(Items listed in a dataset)

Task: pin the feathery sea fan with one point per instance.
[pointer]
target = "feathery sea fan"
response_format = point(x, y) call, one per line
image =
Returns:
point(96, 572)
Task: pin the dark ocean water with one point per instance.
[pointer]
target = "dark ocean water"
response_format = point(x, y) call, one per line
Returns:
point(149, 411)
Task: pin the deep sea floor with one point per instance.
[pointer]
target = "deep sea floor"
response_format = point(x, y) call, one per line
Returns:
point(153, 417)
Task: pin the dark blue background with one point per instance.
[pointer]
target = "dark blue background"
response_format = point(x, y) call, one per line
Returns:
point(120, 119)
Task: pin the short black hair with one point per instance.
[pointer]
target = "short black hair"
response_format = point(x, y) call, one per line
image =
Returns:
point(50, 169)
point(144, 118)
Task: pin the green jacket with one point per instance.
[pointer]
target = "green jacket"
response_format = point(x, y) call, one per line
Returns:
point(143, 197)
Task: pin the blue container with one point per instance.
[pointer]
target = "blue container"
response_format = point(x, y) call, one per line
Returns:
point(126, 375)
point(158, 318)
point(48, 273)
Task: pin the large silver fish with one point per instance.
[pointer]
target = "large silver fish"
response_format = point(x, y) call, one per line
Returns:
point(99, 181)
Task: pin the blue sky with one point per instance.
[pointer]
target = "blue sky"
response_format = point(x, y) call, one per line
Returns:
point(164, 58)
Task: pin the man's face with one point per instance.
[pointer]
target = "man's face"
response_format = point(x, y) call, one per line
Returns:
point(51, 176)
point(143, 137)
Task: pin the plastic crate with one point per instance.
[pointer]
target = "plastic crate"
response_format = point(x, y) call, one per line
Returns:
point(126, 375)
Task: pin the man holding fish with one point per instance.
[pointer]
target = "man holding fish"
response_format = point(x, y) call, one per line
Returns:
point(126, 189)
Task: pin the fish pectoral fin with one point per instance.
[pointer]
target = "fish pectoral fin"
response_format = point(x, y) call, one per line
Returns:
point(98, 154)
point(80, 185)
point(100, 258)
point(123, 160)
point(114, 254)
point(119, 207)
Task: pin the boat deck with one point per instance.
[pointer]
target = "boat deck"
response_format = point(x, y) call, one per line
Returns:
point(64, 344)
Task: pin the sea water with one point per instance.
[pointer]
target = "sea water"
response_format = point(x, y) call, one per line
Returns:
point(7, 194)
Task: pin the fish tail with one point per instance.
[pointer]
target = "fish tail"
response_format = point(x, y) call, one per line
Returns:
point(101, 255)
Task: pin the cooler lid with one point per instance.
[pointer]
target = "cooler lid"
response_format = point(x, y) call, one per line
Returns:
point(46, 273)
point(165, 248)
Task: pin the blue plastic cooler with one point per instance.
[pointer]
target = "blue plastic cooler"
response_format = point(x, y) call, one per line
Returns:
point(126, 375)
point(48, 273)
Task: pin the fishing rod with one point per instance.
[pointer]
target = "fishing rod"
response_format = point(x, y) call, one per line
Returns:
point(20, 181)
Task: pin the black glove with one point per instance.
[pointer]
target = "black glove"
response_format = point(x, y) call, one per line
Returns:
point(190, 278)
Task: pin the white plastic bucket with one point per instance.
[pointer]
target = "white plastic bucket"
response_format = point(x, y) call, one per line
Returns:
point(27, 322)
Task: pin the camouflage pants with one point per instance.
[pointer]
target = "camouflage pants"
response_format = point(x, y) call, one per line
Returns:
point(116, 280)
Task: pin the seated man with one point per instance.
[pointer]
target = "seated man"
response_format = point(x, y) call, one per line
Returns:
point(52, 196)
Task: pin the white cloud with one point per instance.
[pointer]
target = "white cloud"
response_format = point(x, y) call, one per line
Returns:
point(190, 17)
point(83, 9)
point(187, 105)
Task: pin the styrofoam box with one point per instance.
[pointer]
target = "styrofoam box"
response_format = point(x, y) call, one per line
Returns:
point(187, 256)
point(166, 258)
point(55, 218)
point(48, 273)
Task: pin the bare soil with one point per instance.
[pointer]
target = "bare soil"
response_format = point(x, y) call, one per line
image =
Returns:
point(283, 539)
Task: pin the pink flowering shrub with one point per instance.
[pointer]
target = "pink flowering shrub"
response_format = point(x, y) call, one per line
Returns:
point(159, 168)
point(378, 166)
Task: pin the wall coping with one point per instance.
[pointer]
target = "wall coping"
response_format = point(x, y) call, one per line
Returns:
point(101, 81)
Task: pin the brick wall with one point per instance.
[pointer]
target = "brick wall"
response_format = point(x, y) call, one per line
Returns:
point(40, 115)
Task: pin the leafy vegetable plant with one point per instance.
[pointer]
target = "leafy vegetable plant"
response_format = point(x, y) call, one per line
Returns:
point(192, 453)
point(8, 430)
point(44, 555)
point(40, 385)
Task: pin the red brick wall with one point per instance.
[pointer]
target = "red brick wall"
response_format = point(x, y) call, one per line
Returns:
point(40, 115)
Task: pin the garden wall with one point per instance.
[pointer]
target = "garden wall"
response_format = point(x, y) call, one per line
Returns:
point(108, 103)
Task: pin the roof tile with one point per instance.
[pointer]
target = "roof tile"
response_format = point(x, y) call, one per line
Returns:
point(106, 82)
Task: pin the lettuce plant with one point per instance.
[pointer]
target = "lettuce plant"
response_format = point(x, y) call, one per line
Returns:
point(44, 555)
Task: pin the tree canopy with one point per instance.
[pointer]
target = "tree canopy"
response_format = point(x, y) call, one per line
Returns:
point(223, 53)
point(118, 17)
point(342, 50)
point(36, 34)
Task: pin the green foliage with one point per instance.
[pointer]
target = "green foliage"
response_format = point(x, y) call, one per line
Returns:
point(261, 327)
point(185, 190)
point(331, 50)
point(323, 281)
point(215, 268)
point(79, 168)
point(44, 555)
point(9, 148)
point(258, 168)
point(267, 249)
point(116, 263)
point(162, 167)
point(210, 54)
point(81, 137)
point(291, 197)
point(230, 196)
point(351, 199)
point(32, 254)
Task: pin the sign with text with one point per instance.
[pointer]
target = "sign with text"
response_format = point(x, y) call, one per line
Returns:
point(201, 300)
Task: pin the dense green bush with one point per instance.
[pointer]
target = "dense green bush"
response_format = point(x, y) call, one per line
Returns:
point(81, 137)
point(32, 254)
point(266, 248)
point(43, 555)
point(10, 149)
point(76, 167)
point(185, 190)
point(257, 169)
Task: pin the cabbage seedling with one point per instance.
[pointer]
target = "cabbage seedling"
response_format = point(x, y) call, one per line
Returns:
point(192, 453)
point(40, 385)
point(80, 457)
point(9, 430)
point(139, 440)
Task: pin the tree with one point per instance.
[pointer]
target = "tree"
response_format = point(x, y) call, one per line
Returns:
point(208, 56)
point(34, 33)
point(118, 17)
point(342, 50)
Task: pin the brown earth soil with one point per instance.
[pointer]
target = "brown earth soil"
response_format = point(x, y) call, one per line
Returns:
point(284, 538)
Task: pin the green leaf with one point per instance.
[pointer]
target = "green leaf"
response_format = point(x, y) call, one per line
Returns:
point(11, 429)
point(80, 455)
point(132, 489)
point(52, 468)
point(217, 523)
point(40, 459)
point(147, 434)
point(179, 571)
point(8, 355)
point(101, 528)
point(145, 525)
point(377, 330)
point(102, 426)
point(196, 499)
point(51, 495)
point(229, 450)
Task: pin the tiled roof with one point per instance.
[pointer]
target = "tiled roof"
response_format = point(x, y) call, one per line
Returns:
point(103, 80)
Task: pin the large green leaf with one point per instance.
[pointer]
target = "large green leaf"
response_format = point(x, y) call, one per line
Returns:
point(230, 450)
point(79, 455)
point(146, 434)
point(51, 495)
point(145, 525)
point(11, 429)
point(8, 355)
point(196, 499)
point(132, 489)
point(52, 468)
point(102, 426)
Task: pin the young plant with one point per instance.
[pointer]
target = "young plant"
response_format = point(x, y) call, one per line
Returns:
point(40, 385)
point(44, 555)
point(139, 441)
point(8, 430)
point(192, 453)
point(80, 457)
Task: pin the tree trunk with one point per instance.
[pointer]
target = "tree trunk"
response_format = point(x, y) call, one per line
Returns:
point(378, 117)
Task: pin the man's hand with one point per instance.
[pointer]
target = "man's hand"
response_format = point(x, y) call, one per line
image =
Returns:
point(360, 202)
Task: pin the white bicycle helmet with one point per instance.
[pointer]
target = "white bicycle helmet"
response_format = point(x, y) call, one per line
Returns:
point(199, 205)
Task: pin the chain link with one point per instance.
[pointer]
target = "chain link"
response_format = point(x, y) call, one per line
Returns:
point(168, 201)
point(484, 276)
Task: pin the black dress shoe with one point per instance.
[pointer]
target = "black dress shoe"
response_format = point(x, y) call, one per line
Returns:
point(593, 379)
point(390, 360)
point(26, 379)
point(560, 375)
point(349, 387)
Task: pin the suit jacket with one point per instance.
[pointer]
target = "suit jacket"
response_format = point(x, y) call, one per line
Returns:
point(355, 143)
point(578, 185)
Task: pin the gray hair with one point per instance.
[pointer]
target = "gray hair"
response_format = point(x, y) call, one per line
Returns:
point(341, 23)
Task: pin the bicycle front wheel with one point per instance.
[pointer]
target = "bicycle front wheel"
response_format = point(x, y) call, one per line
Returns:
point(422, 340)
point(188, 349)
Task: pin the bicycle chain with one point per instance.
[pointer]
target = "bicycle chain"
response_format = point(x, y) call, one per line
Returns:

What is expected
Apply a filter for "gray" to the entries and show each line that passes.

Answer space
Task: pin the gray hair with one point per instance.
target = "gray hair"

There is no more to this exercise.